'''

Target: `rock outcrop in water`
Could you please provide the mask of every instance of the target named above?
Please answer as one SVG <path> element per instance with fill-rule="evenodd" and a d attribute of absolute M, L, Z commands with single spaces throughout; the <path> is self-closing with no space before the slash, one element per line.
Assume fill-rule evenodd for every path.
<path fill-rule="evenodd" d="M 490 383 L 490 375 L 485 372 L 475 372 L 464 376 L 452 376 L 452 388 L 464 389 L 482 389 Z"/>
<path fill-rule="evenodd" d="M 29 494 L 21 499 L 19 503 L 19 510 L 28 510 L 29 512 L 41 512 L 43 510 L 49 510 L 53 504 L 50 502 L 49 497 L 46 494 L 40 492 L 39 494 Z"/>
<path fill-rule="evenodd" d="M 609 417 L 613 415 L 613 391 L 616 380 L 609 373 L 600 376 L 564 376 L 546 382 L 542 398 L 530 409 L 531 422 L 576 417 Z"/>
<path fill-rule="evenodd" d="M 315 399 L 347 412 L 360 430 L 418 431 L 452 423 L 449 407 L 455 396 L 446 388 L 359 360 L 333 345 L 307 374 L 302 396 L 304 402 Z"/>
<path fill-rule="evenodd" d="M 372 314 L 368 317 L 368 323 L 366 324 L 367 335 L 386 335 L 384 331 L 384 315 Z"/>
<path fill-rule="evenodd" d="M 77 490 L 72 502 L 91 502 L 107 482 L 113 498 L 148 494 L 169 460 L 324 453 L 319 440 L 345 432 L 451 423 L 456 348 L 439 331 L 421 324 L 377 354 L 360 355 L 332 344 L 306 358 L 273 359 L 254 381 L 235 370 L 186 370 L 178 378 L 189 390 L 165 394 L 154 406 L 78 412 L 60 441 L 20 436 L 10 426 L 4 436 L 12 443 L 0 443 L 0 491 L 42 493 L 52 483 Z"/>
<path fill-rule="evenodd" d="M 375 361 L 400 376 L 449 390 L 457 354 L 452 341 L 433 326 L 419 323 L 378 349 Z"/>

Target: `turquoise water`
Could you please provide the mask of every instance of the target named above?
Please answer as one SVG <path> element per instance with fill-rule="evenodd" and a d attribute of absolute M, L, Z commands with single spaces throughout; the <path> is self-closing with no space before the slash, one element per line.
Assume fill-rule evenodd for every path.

'''

* _GIVEN REQUEST_
Reproduce the records as a Markdown table with the columns Row and Entry, beginning at the first line of the records and continuing through the line containing "77 490 L 72". Put a row number in Row and the line in Entry, and skip blank lines.

* _ANSWER TO THE PROBLEM_
| Row | Entry |
|---|---|
| 1 | Target: `rock outcrop in water` |
| 2 | Could you please provide the mask of every instance of the target named above? |
| 3 | Please answer as one SVG <path> element per instance with fill-rule="evenodd" and a d attribute of absolute M, L, Z commands with single spaces throughout; the <path> is self-closing with no space before the slash, one element per line. |
| 4 | Assume fill-rule evenodd for every path. |
| 5 | <path fill-rule="evenodd" d="M 490 383 L 490 375 L 485 372 L 475 372 L 464 376 L 452 376 L 452 388 L 464 389 L 482 389 Z"/> |
| 6 | <path fill-rule="evenodd" d="M 29 494 L 21 499 L 19 503 L 19 510 L 28 510 L 29 512 L 41 512 L 43 510 L 49 510 L 53 504 L 50 502 L 49 497 L 46 494 L 40 492 L 39 494 Z"/> |
| 7 | <path fill-rule="evenodd" d="M 609 417 L 613 415 L 613 391 L 616 380 L 609 373 L 600 376 L 564 376 L 546 382 L 542 398 L 530 409 L 531 422 L 576 417 Z"/> |
| 8 | <path fill-rule="evenodd" d="M 315 399 L 347 412 L 360 430 L 418 431 L 452 423 L 449 407 L 455 396 L 446 388 L 359 360 L 333 345 L 307 374 L 302 396 L 304 402 Z"/> |
| 9 | <path fill-rule="evenodd" d="M 372 314 L 368 317 L 368 323 L 366 324 L 367 335 L 386 335 L 384 331 L 384 315 Z"/> |
| 10 | <path fill-rule="evenodd" d="M 77 490 L 72 502 L 91 502 L 107 482 L 113 498 L 148 494 L 169 460 L 324 453 L 319 440 L 345 432 L 451 423 L 456 348 L 439 331 L 421 324 L 377 354 L 360 355 L 332 344 L 306 358 L 273 359 L 254 381 L 235 370 L 186 370 L 178 378 L 189 390 L 165 394 L 154 406 L 78 412 L 60 441 L 20 436 L 10 426 L 4 436 L 12 443 L 0 443 L 0 491 L 42 493 L 52 483 Z"/> |